======== Source data

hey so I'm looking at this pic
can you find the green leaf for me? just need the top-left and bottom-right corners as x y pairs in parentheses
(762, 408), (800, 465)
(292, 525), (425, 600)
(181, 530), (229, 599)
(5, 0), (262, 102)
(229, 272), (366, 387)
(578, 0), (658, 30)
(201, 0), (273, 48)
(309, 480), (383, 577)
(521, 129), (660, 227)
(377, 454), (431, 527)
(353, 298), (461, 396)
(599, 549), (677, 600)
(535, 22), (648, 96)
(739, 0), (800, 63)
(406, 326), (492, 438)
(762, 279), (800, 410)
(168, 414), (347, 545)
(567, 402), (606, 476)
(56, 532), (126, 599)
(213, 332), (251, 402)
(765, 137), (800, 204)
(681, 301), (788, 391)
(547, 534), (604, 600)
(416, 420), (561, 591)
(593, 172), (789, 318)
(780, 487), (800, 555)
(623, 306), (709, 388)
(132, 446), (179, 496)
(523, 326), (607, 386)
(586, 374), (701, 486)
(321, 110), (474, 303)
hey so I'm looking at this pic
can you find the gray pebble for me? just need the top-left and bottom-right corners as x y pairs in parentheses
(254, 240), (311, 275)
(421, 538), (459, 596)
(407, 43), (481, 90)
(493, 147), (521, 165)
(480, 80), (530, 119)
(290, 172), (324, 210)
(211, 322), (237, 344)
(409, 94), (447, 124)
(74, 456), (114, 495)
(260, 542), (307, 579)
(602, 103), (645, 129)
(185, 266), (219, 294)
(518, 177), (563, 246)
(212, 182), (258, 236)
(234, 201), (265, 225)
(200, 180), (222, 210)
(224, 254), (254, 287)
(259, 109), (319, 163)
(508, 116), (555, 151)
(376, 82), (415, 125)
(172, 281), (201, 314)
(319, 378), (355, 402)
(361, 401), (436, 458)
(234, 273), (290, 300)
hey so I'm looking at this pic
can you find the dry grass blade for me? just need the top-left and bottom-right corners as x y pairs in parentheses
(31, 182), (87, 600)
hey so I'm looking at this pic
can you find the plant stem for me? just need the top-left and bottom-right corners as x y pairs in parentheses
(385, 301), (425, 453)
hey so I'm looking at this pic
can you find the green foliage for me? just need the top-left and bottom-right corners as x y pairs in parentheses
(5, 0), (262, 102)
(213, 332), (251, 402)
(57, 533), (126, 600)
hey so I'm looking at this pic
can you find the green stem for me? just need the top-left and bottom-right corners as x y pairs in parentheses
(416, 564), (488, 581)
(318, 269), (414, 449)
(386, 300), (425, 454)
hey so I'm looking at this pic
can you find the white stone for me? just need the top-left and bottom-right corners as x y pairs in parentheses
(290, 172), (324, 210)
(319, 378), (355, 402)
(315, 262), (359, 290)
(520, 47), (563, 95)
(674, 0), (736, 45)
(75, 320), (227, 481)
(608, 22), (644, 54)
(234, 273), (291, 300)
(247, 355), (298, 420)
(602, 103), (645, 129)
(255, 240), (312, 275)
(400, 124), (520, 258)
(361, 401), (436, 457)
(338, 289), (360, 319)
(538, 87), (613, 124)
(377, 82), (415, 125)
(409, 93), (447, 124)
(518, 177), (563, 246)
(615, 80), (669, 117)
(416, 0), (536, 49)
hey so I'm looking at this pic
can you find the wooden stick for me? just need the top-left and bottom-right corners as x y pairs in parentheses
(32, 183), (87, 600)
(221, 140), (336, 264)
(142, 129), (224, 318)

================

Write out all the records again, exactly as they appear.

hey so I'm looking at this pic
can you find the green leaf for me? just need the top-left and bottom-right corners as x y pairs in parentheses
(762, 408), (800, 465)
(292, 525), (425, 600)
(181, 530), (229, 599)
(5, 0), (262, 102)
(229, 272), (366, 387)
(578, 0), (658, 30)
(201, 0), (273, 48)
(309, 480), (383, 577)
(521, 129), (660, 227)
(377, 454), (431, 527)
(353, 298), (461, 396)
(599, 549), (677, 600)
(535, 22), (648, 96)
(739, 0), (800, 63)
(406, 326), (492, 438)
(762, 279), (800, 410)
(168, 414), (347, 545)
(567, 402), (606, 476)
(56, 532), (126, 599)
(213, 332), (251, 402)
(765, 137), (800, 204)
(681, 301), (788, 391)
(547, 534), (604, 600)
(416, 420), (561, 591)
(593, 172), (789, 318)
(780, 487), (800, 555)
(623, 306), (709, 388)
(132, 446), (179, 496)
(523, 326), (607, 386)
(586, 374), (701, 486)
(321, 110), (474, 303)
hey so I'm looking at this pic
can you find the gray pebble for me? just need the top-left and bottom-right corners as x y pairs in parentheses
(254, 240), (311, 275)
(421, 538), (459, 596)
(407, 43), (481, 90)
(493, 147), (521, 165)
(480, 80), (530, 119)
(290, 172), (324, 210)
(211, 322), (237, 344)
(409, 94), (447, 124)
(74, 456), (114, 495)
(260, 542), (307, 579)
(602, 103), (645, 129)
(185, 266), (219, 294)
(518, 177), (563, 246)
(212, 182), (258, 236)
(234, 201), (265, 225)
(200, 180), (222, 210)
(224, 254), (254, 287)
(259, 109), (319, 163)
(508, 116), (555, 151)
(376, 82), (415, 125)
(172, 281), (201, 314)
(319, 378), (355, 402)
(361, 401), (436, 458)
(234, 273), (290, 300)
hey so I'm looking at this pic
can you find the dry grass blade for me? just need the top-left and bottom-right corners as x y pairs in parentheses
(31, 182), (87, 600)
hey so I'm looking at this pic
can you find the plant stem for me? just need the top-left and bottom-right corners as x y pairs in parentheses
(385, 301), (425, 453)
hey so I'm looking at this pic
can you find the green foliage for me? just need the top-left and bottom-right corners as x y pairs in parentheses
(5, 0), (262, 102)
(213, 332), (251, 402)
(57, 533), (126, 600)
hey so I'm looking at this pic
can you find the green stem for me? just need the top-left and bottom-right corners as x y pairs in parentheses
(416, 564), (488, 581)
(318, 269), (414, 449)
(386, 300), (425, 454)
hey so I'm looking at this pic
can you find the white stone for me? just need the top-left and bottom-right corners as x y pairs in parentheses
(290, 172), (324, 210)
(319, 378), (355, 402)
(315, 262), (359, 290)
(520, 47), (563, 95)
(674, 0), (736, 45)
(75, 320), (227, 481)
(608, 22), (644, 54)
(234, 273), (291, 300)
(247, 355), (298, 420)
(602, 103), (645, 129)
(255, 240), (312, 275)
(400, 124), (520, 258)
(361, 401), (436, 457)
(338, 289), (360, 319)
(538, 87), (613, 124)
(377, 82), (415, 125)
(409, 93), (447, 124)
(518, 177), (563, 246)
(615, 80), (669, 117)
(416, 0), (536, 49)
hey so I'm looking at this pic
can you find the wooden stick for me? just need the top-left and bottom-right corners as x y pairs in parentheses
(32, 183), (87, 600)
(221, 140), (336, 264)
(142, 129), (224, 318)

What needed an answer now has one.